| Set problem 1 |
From the forum thread on making a matching radius, list the username of every person who posted.
| Set problem 2 |
In the forum thread on making a matching radius, duplicate everything from "## RickKr (Dec" down to "I was making.".

| Given passage |
* * * *
# Making a Matching Radius on a Piece



## Flutemaker (Aug 18, 2012)

I have cut a groove 3/4" wide 1/8" deep in a piece of wood with a 3/4" straight router bit. So both ends of this have a radius or round where I stopped. I need to make a matching piece to fit fairly perfect in this groove.I can rip a piece the right width but how do I make the radius or round end? I tried cutting and then sanding but I was wondering if there is a better or simpler way.


----------



## Stick486 (Jan 4, 2013)

square the radius..


----------



## harrysin (Jan 15, 2007)

Photos 6 & 7 of this pdf show how I made a simple jig for rounding ends of stool legs which made them all identical. I'm sure that it would be easy to adapt this idea for your needs.


----------



## RickKr (Dec 30, 2018)

harrysin said:


> Photos 6 & 7 of this pdf show how I made a simple jig for rounding ends of stool legs which made them all identical. I'm sure that it would be easy to adapt this idea for your needs.


Nice jig work. I love jigs. They are a big part of the fun, figuring out how to hold and manipulate parts to achieve a goal. I did something quite similar for sanding gears to the desired radii recently. The jig had multiple holes for the center pin for the four different sizes I was making.
* * * *
| Extracted information |
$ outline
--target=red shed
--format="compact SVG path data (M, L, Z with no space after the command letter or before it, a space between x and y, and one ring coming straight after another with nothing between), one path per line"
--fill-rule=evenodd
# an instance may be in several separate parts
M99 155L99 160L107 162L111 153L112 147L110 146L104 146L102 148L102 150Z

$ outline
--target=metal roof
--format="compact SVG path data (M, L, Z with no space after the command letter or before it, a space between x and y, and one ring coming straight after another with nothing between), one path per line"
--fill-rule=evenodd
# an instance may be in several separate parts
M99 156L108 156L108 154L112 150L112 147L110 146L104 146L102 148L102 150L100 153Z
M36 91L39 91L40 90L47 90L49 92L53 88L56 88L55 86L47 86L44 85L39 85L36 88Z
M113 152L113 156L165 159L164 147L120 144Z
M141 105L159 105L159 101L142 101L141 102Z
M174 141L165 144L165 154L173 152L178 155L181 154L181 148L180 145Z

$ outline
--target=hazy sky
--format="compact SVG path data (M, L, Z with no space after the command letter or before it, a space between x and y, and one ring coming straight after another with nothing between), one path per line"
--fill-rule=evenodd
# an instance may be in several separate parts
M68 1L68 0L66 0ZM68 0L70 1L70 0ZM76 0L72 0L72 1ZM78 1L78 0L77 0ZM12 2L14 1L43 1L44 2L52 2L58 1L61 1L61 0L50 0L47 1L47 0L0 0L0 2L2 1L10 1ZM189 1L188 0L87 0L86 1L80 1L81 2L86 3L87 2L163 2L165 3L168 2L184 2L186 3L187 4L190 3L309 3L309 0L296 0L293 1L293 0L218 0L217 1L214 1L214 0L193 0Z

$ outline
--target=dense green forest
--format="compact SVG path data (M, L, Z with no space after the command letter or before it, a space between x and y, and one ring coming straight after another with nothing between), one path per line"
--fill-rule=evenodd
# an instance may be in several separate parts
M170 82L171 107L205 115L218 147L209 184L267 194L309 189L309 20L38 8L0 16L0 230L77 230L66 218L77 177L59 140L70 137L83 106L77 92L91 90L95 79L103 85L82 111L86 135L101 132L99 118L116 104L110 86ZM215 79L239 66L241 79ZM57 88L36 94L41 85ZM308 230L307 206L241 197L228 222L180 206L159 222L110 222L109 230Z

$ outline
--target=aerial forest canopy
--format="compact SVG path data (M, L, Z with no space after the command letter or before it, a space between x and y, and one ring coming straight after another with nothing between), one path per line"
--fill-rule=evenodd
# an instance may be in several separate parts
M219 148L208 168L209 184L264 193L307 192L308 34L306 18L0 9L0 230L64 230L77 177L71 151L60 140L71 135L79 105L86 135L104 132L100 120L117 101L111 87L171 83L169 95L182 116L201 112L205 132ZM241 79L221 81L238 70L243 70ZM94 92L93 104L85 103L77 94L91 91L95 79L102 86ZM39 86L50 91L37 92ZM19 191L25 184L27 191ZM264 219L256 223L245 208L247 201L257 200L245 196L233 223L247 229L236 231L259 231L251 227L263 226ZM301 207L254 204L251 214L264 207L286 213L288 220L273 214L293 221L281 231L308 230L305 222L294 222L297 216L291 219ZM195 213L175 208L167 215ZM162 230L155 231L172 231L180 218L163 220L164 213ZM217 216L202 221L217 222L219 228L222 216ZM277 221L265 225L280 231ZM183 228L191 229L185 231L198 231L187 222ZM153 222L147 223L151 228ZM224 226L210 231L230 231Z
* * * *
| Full solution 1 |
Flutemaker, Stick486, harrysin, RickKr

| Full solution 2 |
## RickKr (Dec 30, 2018)

harrysin said:


> Photos 6 & 7 of this pdf show how I made a simple jig for rounding ends of stool legs which made them all identical. I'm sure that it would be easy to adapt this idea for your needs.


Nice jig work. I love jigs. They are a big part of the fun, figuring out how to hold and manipulate parts to achieve a goal. I did something quite similar for sanding gears to the desired radii recently. The jig had multiple holes for the center pin for the four different sizes I was making.